(Items listed in a dataset)
◇ ◇ ◇ ◇ ◇
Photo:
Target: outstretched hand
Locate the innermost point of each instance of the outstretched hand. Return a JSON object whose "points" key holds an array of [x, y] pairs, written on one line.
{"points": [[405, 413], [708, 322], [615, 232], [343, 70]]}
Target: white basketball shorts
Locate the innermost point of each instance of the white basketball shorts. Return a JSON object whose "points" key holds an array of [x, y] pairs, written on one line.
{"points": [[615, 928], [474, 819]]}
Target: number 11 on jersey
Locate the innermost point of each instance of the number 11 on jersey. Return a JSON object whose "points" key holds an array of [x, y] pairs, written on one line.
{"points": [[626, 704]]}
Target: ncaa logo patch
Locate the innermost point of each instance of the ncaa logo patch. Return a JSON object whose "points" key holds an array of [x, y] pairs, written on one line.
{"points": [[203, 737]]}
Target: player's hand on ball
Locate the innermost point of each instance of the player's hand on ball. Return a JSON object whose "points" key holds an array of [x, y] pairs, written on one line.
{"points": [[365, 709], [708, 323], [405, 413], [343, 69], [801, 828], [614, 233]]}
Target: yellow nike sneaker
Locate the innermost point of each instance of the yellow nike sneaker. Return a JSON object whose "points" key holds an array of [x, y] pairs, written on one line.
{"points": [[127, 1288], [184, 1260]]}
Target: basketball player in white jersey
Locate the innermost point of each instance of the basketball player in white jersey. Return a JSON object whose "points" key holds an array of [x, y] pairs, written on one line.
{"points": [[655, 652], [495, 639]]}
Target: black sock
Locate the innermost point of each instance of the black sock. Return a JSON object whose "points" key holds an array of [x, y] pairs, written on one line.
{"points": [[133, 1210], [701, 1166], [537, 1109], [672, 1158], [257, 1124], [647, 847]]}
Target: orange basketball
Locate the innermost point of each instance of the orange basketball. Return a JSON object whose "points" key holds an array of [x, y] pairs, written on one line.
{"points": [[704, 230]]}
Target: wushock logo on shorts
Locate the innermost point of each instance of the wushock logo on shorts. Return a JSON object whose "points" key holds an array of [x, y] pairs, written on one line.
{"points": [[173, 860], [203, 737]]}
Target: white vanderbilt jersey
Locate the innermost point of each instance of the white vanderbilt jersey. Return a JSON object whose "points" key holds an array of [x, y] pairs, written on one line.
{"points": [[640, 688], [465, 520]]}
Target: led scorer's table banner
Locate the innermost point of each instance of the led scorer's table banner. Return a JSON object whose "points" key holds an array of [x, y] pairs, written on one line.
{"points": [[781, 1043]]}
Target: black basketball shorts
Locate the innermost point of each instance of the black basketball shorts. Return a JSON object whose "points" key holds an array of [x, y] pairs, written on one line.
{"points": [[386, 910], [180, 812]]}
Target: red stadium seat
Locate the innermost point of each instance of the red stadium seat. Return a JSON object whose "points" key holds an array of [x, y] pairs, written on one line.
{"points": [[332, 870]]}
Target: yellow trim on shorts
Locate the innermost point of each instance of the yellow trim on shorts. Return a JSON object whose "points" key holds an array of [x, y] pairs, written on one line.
◇ ◇ ◇ ◇ ◇
### Exercise
The word "trim" appears in some lines above. Return every one of those lines.

### Solution
Target: yellow trim on shorts
Locate the innermost point of each instance of the yellow trim on shorts. Return a JSON object whose "points" key holds an array of [x, y] pairs, written on one line.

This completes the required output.